# start of DATASET ROWS

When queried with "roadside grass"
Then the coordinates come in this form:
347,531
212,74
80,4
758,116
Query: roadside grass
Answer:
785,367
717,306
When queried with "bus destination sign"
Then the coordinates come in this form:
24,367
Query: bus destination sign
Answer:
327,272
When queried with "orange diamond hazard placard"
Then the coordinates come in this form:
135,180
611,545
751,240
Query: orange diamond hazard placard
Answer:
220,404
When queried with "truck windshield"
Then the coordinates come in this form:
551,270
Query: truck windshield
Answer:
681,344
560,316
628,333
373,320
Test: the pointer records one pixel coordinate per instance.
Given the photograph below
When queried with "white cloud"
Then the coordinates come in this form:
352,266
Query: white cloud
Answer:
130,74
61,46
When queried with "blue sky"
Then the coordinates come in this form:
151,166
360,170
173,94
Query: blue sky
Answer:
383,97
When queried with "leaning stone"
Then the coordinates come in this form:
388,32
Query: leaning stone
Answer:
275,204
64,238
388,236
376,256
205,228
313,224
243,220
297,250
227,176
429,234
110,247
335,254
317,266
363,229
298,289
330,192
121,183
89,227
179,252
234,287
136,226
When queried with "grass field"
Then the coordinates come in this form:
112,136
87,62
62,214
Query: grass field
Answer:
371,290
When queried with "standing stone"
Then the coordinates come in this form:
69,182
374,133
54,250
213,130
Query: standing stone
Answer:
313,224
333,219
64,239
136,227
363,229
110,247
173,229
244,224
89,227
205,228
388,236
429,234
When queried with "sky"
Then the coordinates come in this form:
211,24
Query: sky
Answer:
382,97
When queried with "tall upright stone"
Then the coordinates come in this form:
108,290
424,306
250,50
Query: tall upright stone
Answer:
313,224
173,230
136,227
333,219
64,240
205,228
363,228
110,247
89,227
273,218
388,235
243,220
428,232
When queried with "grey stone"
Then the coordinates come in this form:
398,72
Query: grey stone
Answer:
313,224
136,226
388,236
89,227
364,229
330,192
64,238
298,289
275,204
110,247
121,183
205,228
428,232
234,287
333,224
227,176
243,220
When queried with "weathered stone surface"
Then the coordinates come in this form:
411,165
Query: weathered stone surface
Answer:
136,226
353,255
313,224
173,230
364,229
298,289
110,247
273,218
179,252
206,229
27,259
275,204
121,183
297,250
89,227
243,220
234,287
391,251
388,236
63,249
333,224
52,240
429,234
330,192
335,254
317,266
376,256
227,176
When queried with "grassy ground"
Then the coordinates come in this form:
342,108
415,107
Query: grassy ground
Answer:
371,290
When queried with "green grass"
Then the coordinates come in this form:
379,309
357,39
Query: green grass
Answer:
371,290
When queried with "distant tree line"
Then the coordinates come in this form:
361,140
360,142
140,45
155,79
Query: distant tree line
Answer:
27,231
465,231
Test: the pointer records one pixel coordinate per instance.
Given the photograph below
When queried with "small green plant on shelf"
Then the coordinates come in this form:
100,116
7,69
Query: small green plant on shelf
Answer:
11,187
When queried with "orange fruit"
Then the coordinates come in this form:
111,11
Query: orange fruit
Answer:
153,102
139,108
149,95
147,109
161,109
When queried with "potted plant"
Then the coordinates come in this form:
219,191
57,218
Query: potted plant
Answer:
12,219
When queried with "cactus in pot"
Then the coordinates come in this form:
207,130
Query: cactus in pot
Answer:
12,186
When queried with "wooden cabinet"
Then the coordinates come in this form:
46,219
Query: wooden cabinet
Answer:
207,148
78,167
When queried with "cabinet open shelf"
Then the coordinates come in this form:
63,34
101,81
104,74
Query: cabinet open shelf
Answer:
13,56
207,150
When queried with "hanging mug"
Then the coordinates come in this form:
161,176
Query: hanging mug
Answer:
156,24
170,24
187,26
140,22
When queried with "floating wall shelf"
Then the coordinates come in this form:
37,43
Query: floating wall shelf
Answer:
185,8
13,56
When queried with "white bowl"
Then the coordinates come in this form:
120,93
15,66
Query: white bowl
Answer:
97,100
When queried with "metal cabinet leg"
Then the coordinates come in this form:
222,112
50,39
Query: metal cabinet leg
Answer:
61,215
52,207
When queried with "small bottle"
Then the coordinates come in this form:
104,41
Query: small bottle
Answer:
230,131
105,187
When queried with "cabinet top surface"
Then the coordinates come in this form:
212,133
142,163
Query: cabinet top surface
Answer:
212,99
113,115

# end of DATASET ROWS

WRITTEN TASK:
Please list every line in the entries above that contains the word "stone", copying each line in full. Case counts.

WRITTEN RESPONSE:
When queried with "leaning stone"
Query: leaning stone
When queried with "standing stone"
Query: standing stone
When queried with "tall upright stone"
Query: tall upright stone
When queried with "grey stone"
Query: grey stone
When queried with "weathered stone surface"
Query: weathered stone surface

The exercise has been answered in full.